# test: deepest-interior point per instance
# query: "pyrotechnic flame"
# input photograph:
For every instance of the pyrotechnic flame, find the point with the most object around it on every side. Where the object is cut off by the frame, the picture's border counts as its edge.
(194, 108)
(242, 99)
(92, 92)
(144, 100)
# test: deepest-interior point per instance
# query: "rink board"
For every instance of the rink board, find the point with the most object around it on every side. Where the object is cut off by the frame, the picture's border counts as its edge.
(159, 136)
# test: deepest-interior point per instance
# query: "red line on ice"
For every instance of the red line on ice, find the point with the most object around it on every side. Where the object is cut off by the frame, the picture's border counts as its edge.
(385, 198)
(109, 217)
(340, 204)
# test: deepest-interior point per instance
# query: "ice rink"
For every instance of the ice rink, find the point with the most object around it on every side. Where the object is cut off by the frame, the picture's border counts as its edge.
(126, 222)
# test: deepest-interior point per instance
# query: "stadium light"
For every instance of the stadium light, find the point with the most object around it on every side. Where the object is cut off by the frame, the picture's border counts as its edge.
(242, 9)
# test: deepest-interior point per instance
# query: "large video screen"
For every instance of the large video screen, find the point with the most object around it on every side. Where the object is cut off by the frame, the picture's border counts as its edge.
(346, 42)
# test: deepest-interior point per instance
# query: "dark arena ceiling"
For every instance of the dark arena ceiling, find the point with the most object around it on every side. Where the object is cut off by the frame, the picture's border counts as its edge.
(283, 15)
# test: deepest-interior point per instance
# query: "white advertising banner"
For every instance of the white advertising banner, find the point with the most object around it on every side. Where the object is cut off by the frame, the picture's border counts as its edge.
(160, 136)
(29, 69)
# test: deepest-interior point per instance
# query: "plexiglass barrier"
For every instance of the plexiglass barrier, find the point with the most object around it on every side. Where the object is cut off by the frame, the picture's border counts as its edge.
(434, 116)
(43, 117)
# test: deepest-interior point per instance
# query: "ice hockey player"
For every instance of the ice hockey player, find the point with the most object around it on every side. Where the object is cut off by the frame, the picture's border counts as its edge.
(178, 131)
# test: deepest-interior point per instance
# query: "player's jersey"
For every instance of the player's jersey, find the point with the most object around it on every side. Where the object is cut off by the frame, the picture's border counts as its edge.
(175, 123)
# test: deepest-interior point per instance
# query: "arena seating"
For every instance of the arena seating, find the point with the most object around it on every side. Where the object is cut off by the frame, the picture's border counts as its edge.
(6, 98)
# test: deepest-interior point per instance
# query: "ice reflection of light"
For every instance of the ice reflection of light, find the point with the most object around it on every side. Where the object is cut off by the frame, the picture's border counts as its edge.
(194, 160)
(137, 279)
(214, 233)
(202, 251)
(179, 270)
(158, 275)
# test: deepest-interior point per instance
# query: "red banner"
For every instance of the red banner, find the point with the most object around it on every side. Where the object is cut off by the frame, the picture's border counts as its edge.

···

* _EXERCISE TASK_:
Word for word, write out all of the data above.

* _EXERCISE RESULT_:
# test: deepest-interior point per instance
# query: "pyrotechnic flame"
# input photograph:
For every instance of the pyrotechnic flame, find the point with the most object around it on every side. Where the object is cut off by the frame, the picture's border counts as its edge.
(194, 108)
(242, 99)
(92, 92)
(144, 100)
# test: deepest-interior point per instance
# query: "rink board"
For every instance of the rink board, find the point with the most object around it on every side. Where the object is cut off by the frame, the picture's border counts as its edge.
(159, 136)
# test: deepest-interior point per instance
# query: "red line on ice"
For every instance of the red line on ice, find the point with the most object around it on every side. Where the object is cut off by the frame, the picture's border counts as its edge.
(385, 198)
(109, 217)
(340, 204)
# test: deepest-interior point per instance
# query: "ice rink"
For every instance of the ice rink, find the point with the most object around it on every side. Where the object is cut off by the frame, the picture's border counts as its edge.
(126, 222)
# test: deepest-interior point per instance
# query: "stadium light"
For every instance of the stadium light, find the point with the most object around it on every side. Where the object is cut off by the frame, the picture's border counts as its edge.
(242, 9)
# test: deepest-interior point per instance
# query: "large video screen"
For every instance of the large video screen, find the point with the most object around it on every side. Where the object is cut off by the frame, the picture's border counts as its edge.
(346, 42)
# test: deepest-interior point per instance
# query: "dark arena ceiling"
For every instance of the dark arena ceiling, find the point with the most object around it on every side. Where the object is cut off by the frame, the picture's border counts as its edge.
(283, 15)
# test: deepest-interior point per instance
# query: "white advertising banner"
For every instance of the white advertising banner, find the point with the most object around it on every side. Where the object is cut off by the frame, the picture's border counts as its edge.
(160, 136)
(29, 69)
# test: deepest-interior point per instance
# query: "plexiglass barrier"
For every instance of the plexiglass barrier, find the point with the most object around it on every side. Where the object is cut off by the frame, the picture's border counts as its edge.
(434, 116)
(43, 117)
# test: deepest-interior point per instance
# query: "ice hockey player"
For every instance of the ice hockey player, find the point with the most object around it on every side. Where the object is cut off by the frame, the picture's border counts as its edge.
(178, 131)
# test: deepest-interior point per instance
# query: "player's jersey"
For every instance of the player's jersey, find the point with the most object around it on every side. Where the object is cut off by the frame, the picture's border counts as its edge.
(175, 123)
# test: deepest-interior point per instance
# query: "arena seating"
For every instance of the arena seating, find the point with the most object around it on every side. Where the object is cut off by the frame, the picture's border counts as its edge.
(6, 98)
# test: deepest-interior point per instance
# query: "ice reflection of light"
For every instance of the ice reflection of light, find the point with the most object around it on every side. Where the object is cut off by the frame, the picture's border counts as its edge.
(194, 160)
(137, 279)
(214, 233)
(202, 251)
(179, 270)
(158, 275)
# test: deepest-interior point per instance
# query: "red banner"
For every instance of the red banner, find the point with the most object around it on every side. Where the object is cut off by the frame, the picture's border counts as its edge.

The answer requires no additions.